## DOMANDE SUL MATERIALE
1 > Elenca i centri italiani che, secondo il testo sullo studio APHRODITE, affiancano Humanitas.
2 > Prosegui per favore il testo sullo studio APHRODITE dopo la sua ultima frase.

## ESTRATTO DELLA FONTE
:::

Lo studio APHRODITE si rivolge proprio a questi pazienti a rischio, in una fase in cui l’intervento può essere di natura preventiva. I soggetti coinvolti riceveranno un trattamento localizzato, che prevede l’iniezione diretta del farmaco nella lesione stessa. Inoltre, verranno sottoposti a tecniche avanzate di screening immunologico e molecolare, condotte dal team di Enrico Lugli per identificare i meccanismi alla base della risposta immunitaria anti-tumorale. Sebbene la stimolazione del CD40 sia già stata testata in sperimentazioni cliniche di immunoterapia, questa è la prima volta che viene utilizzata in un contesto preventivo, con l’obiettivo di bloccare precocemente la trasformazione maligna. Il cavo orale è stato scelto non solo perché le lesioni precancerose sono facilmente visibili e accessibili, ma anche perché evidenze precliniche hanno dimostrato un ruolo dell’attivazione del recettore CD40 nello stimolare la risposta immunitaria durante le fasi iniziali della malattia.
Come spiega Paolo Bossi, l’obiettivo è «attivare una risposta immunitaria direttamente nel tessuto a rischio, prima che il tumore diventi clinicamente evidente. Vogliamo intervenire in modo precoce, sfruttando la capacità del sistema immunitario di riconoscere e distruggere le cellule anomale prima che si trasformino in tumore. È un approccio innovativo, che potrebbe rivoluzionare il modo in cui affrontiamo queste lesioni, offrendo ai pazienti un’opzione meno invasiva e più mirata rispetto alla chirurgia».
Lo studio, di fase II e di natura esplorativa, coinvolgerà circa 27 pazienti: un numero contenuto ma sufficiente per raccogliere dati utili a guidare ricerche future più ampie. Humanitas, in qualità di centro coordinatore, sarà affiancato da altri importanti centri italiani, tra cui ASST Santi Paolo e Carlo, l’Istituto Europeo di Oncologia, ASST Sette Laghi, ASST Lariana, l’Università Federico II di Napoli e l’Università di Bologna.

:::

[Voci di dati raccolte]
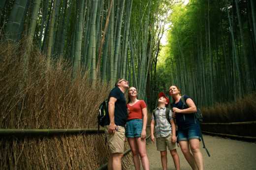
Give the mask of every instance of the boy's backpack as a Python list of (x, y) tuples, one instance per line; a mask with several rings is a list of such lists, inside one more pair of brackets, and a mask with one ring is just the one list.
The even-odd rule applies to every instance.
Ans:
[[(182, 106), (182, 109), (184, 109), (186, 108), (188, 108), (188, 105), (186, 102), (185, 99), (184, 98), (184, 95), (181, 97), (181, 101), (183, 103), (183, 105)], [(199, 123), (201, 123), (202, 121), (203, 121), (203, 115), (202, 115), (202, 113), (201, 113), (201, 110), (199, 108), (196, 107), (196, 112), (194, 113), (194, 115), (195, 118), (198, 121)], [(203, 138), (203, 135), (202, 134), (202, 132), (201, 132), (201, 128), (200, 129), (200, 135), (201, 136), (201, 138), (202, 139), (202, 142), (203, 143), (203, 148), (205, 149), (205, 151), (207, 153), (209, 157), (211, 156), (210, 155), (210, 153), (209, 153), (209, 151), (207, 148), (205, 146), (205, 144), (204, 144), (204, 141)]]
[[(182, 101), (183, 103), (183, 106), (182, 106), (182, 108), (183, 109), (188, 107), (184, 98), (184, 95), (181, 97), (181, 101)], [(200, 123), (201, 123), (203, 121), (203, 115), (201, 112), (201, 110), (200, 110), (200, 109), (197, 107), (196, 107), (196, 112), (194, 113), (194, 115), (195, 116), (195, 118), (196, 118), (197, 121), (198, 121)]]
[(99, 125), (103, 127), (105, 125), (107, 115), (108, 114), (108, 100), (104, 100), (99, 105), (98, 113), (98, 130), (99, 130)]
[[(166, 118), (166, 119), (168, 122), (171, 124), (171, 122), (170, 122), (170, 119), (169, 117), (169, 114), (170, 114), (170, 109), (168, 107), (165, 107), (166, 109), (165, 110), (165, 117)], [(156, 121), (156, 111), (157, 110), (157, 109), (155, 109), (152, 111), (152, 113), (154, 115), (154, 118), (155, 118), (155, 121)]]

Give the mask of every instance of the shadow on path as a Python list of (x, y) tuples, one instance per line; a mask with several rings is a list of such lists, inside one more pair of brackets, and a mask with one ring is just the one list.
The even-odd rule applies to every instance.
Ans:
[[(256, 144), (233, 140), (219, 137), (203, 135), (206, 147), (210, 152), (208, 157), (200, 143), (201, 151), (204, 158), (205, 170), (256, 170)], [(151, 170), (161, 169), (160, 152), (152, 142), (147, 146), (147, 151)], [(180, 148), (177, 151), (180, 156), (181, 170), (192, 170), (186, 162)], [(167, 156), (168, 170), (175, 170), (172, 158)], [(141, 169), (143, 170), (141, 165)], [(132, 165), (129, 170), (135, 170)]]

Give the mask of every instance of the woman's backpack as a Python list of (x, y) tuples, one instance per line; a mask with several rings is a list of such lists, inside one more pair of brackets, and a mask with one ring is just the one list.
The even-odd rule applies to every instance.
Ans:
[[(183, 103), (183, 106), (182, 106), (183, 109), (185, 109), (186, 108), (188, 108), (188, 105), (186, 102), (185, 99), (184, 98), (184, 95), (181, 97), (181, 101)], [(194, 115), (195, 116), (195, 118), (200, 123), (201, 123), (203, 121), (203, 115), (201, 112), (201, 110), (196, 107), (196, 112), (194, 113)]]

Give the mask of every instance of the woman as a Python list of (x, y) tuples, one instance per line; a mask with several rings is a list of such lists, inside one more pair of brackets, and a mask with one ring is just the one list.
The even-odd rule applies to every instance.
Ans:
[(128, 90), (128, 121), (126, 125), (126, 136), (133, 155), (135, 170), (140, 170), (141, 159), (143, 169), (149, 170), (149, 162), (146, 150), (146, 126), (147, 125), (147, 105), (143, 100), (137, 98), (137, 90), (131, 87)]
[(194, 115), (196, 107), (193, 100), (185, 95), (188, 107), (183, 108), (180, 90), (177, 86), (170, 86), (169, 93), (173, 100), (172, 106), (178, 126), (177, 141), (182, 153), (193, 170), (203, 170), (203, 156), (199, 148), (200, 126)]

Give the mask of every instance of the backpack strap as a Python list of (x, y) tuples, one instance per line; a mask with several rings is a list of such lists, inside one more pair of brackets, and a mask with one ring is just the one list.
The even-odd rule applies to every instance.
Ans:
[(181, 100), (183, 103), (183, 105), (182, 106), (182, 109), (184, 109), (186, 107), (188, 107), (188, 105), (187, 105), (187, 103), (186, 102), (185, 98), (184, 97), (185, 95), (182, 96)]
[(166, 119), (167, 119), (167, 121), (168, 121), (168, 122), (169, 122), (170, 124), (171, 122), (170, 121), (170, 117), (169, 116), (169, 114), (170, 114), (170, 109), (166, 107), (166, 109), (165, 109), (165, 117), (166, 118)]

:::

## RISULTATI
1 > ASST Santi Paolo e Carlo, Istituto Europeo di Oncologia, ASST Sette Laghi, ASST Lariana, Università Federico II di Napoli, Università di Bologna

2 >
Ricerca traslazionale: dove laboratorio e clinica si incontrano
Un aspetto distintivo del progetto è l’integrazione tra sperimentazione clinica e deep profiling: ogni paziente verrà studiato in dettaglio attraverso tecnologie avanzate disponibili in Humanitas, come sottolinea Enrico Lugli. «Il nostro obiettivo non è solo valutare l’efficacia del farmaco, ma soprattutto capire in profondità come agisce e in quali pazienti può offrire il massimo beneficio. Grazie a tecnologie come la proteomica, la metabolomica e la citometria ad alta dimensionalità, possiamo analizzare dettagliatamente la risposta del sistema immunitario, identificare biomarcatori predittivi e personalizzare sempre più la terapia. Questa è l’essenza della medicina di precisione e il valore fondamentale della ricerca traslazionale: trasformare le scoperte scientifiche in strumenti concreti per migliorare la vita dei pazienti».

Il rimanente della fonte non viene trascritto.